#### What is needed
Gather every line below that contains the word "branch". Case counts.

(Collected data entries)

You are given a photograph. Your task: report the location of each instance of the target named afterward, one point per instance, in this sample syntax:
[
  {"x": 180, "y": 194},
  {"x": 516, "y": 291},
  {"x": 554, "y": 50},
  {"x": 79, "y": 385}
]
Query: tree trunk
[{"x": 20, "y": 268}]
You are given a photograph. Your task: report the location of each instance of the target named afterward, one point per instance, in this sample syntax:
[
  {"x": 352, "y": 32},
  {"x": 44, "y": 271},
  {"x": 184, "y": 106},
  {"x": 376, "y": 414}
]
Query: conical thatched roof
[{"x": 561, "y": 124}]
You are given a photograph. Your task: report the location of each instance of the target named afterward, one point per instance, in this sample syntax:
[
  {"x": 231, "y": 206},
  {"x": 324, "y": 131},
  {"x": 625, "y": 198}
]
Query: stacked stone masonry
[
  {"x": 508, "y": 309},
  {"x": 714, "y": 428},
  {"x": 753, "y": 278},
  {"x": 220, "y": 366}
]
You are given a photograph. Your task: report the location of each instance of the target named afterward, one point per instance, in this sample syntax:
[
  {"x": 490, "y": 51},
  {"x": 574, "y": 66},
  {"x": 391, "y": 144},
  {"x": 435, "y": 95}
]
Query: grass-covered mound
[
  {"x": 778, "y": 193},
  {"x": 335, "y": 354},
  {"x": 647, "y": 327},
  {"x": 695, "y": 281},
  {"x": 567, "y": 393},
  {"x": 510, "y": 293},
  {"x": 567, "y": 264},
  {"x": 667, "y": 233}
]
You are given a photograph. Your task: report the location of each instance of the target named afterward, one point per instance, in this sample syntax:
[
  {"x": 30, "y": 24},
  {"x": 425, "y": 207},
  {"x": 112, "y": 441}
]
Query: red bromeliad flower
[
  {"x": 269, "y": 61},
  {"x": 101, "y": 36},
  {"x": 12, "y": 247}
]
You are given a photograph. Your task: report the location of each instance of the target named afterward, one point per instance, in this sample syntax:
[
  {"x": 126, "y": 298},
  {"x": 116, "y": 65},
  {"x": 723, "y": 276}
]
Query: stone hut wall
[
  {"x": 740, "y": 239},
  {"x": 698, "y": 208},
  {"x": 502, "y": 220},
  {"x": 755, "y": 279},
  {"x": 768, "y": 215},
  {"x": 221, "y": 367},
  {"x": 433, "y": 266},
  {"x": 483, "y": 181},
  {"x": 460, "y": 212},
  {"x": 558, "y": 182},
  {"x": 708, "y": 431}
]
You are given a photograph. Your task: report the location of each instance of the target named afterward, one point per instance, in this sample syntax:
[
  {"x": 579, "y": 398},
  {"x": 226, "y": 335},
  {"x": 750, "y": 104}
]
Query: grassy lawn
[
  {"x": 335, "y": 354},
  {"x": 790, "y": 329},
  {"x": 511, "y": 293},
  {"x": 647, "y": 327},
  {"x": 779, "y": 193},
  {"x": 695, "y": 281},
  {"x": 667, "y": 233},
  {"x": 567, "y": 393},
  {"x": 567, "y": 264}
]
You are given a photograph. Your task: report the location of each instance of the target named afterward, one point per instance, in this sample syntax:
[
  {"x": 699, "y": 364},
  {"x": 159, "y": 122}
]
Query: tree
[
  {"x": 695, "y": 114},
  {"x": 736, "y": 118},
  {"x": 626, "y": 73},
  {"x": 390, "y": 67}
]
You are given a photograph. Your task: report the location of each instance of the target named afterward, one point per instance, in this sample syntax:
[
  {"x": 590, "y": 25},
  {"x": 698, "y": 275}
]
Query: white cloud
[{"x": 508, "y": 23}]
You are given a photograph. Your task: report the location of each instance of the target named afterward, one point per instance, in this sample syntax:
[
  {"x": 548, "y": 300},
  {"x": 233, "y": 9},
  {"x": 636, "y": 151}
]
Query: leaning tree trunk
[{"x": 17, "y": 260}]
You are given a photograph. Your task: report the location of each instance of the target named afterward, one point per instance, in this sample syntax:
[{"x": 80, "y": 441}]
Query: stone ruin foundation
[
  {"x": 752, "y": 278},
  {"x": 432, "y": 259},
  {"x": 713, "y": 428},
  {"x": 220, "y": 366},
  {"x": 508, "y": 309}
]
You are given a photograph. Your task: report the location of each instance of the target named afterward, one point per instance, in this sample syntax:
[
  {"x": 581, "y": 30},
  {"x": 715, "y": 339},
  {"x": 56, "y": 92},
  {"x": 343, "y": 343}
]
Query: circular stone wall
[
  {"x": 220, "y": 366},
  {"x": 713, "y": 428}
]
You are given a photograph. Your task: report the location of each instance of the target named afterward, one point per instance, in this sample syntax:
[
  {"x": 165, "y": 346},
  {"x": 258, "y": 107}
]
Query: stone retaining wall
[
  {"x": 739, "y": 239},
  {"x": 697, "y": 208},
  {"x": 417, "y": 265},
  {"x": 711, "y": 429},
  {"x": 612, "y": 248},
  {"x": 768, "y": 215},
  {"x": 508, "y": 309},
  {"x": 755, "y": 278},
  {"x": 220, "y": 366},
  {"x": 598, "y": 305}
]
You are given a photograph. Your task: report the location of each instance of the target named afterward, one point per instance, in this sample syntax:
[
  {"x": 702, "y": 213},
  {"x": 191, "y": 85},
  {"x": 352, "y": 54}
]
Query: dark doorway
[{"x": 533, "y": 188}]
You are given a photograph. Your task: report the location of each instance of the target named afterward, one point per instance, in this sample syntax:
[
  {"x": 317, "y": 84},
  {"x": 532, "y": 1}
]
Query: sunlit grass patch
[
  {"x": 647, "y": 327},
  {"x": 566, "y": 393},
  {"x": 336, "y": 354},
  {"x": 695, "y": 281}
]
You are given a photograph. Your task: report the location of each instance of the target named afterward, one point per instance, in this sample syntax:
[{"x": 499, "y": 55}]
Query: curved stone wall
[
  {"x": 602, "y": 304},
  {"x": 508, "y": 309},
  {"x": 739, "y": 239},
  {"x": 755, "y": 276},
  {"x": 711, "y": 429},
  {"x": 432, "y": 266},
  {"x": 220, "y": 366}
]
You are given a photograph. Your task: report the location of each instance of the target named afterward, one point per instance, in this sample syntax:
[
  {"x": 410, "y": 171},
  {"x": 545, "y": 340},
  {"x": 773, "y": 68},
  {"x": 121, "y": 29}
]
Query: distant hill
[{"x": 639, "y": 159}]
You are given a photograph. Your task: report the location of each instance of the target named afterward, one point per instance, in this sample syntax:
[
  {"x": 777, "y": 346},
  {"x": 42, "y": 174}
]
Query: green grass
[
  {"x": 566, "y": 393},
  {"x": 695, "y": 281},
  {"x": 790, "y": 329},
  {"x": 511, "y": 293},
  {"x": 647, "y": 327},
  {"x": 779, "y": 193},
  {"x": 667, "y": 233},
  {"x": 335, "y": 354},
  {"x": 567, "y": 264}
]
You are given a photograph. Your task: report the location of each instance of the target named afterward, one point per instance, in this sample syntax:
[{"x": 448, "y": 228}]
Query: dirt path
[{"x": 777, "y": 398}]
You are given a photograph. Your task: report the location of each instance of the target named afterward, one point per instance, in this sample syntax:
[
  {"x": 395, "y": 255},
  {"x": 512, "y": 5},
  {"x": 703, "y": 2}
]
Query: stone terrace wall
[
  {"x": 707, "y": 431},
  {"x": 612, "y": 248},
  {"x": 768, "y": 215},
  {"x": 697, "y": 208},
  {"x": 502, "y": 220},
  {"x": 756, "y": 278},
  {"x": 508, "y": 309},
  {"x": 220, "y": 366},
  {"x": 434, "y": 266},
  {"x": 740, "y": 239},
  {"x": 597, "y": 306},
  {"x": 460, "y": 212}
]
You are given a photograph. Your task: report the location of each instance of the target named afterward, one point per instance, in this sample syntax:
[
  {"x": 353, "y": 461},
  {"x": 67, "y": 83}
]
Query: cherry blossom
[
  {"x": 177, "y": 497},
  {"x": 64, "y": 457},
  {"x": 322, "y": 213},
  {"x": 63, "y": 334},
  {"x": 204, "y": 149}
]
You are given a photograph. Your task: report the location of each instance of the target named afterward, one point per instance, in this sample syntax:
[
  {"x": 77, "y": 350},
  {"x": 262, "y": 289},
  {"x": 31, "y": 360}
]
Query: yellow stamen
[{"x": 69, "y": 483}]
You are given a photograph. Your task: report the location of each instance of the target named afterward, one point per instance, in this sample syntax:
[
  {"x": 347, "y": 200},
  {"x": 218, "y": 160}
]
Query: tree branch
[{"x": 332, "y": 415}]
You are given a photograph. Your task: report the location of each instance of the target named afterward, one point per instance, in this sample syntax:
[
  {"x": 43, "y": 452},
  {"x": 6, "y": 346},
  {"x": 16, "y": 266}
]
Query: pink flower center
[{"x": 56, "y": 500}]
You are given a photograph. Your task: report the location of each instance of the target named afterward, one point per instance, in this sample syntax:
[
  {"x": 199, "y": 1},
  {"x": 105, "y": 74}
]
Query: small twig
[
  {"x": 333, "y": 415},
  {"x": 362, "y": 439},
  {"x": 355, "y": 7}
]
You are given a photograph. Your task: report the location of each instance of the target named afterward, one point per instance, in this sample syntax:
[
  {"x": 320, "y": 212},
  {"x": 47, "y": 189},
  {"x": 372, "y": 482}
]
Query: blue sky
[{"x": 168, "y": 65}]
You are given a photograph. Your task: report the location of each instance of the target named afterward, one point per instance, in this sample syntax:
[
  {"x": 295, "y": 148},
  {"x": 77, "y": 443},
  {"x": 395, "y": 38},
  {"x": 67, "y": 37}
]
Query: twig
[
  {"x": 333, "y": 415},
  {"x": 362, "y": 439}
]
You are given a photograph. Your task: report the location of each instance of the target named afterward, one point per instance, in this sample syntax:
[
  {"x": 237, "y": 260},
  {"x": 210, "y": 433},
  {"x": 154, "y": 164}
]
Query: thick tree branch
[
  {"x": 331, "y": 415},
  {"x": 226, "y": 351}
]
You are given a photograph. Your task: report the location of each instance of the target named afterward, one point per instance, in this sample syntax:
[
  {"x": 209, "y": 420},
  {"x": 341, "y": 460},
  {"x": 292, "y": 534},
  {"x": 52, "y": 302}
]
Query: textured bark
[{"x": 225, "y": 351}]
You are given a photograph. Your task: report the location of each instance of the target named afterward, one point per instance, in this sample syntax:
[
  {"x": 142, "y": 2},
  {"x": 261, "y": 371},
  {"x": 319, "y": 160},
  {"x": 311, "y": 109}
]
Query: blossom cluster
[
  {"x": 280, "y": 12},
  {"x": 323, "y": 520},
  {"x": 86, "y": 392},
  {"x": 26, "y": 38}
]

#### Correct result
Query: tree branch
Query: thick tree branch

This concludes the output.